DATASET RECORDS:
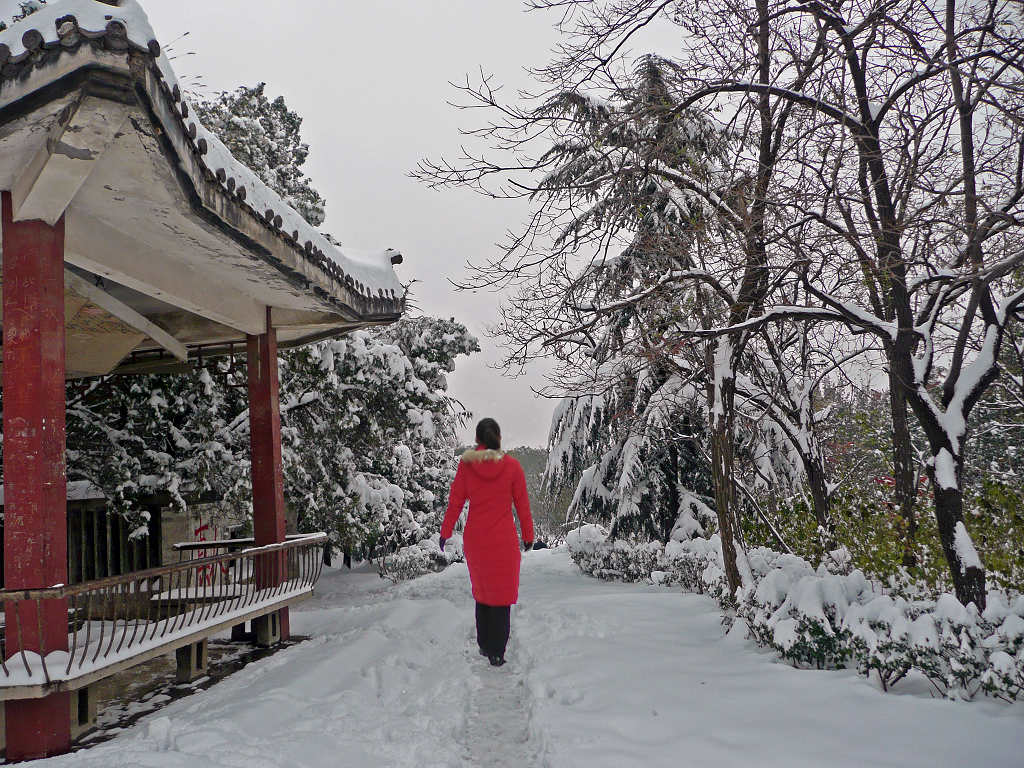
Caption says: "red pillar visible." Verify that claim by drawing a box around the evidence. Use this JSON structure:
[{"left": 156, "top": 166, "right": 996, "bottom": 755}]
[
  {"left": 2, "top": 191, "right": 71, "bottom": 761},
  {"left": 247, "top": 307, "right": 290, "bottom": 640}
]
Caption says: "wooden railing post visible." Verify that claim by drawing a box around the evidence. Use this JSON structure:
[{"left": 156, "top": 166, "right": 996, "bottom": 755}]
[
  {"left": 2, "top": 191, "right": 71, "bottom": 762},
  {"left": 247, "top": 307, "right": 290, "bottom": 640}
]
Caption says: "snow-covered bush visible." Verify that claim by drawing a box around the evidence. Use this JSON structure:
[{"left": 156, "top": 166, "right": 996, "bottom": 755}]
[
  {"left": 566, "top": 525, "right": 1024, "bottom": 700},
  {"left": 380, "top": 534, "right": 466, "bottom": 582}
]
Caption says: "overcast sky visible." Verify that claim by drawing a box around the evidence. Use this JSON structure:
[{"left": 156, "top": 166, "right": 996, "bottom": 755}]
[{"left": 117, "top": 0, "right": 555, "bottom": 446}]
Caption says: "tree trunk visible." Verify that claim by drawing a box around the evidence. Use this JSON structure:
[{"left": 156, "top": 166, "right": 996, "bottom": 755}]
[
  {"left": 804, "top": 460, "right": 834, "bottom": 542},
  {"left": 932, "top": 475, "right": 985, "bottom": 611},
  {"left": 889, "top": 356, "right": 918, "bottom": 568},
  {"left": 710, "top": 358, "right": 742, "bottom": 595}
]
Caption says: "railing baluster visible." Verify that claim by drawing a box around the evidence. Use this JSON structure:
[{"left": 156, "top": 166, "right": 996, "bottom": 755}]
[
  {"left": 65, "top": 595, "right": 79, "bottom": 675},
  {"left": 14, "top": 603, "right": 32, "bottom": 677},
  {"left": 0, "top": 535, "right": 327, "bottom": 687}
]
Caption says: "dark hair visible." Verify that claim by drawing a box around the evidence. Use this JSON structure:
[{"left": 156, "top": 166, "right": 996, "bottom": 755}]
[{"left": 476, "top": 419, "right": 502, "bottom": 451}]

TASK DESCRIPTION: Leaving all pictures aside, quote each record exactly.

EXERCISE OUTPUT:
Caption says: "red pillar visible." Verify that claim by drawing a box around the evidence. Use this JSON structure:
[{"left": 156, "top": 166, "right": 996, "bottom": 755}]
[
  {"left": 2, "top": 191, "right": 71, "bottom": 761},
  {"left": 247, "top": 307, "right": 290, "bottom": 640}
]
Caption says: "wooden railing post visible." Verify that claim by drawing a box around the evidence. Use this JSON structure:
[{"left": 156, "top": 166, "right": 996, "bottom": 755}]
[
  {"left": 2, "top": 191, "right": 71, "bottom": 762},
  {"left": 247, "top": 307, "right": 290, "bottom": 640}
]
Caption says: "snow-covered bush visible." Verify that claim by drawing a box around the evidence. Use this JSON structure:
[{"left": 156, "top": 166, "right": 996, "bottom": 755}]
[
  {"left": 566, "top": 525, "right": 1024, "bottom": 700},
  {"left": 380, "top": 534, "right": 466, "bottom": 582}
]
Caption says: "overcast sky visible." Verify that claim by drawing a box around the evidence. Use this JSON structure:
[{"left": 156, "top": 166, "right": 996, "bottom": 755}]
[{"left": 117, "top": 0, "right": 555, "bottom": 446}]
Caption says: "tree trunk visible." Verify that claim by drawing a box around the evidence. Use this JSON structure:
[{"left": 156, "top": 166, "right": 996, "bottom": 755}]
[
  {"left": 804, "top": 460, "right": 834, "bottom": 542},
  {"left": 932, "top": 475, "right": 985, "bottom": 611},
  {"left": 889, "top": 356, "right": 918, "bottom": 568},
  {"left": 710, "top": 358, "right": 742, "bottom": 595}
]
Caption says: "railing baluster visible." Verify that claim by drawing a box around the evidence. Use this JSON structure:
[{"left": 156, "top": 166, "right": 996, "bottom": 755}]
[
  {"left": 65, "top": 595, "right": 79, "bottom": 675},
  {"left": 14, "top": 603, "right": 32, "bottom": 677},
  {"left": 0, "top": 535, "right": 327, "bottom": 687}
]
Caption says: "dark hair visible." Verify that claim by drawing a box around the evidence. Use this JSON structure:
[{"left": 156, "top": 166, "right": 996, "bottom": 755}]
[{"left": 476, "top": 419, "right": 502, "bottom": 451}]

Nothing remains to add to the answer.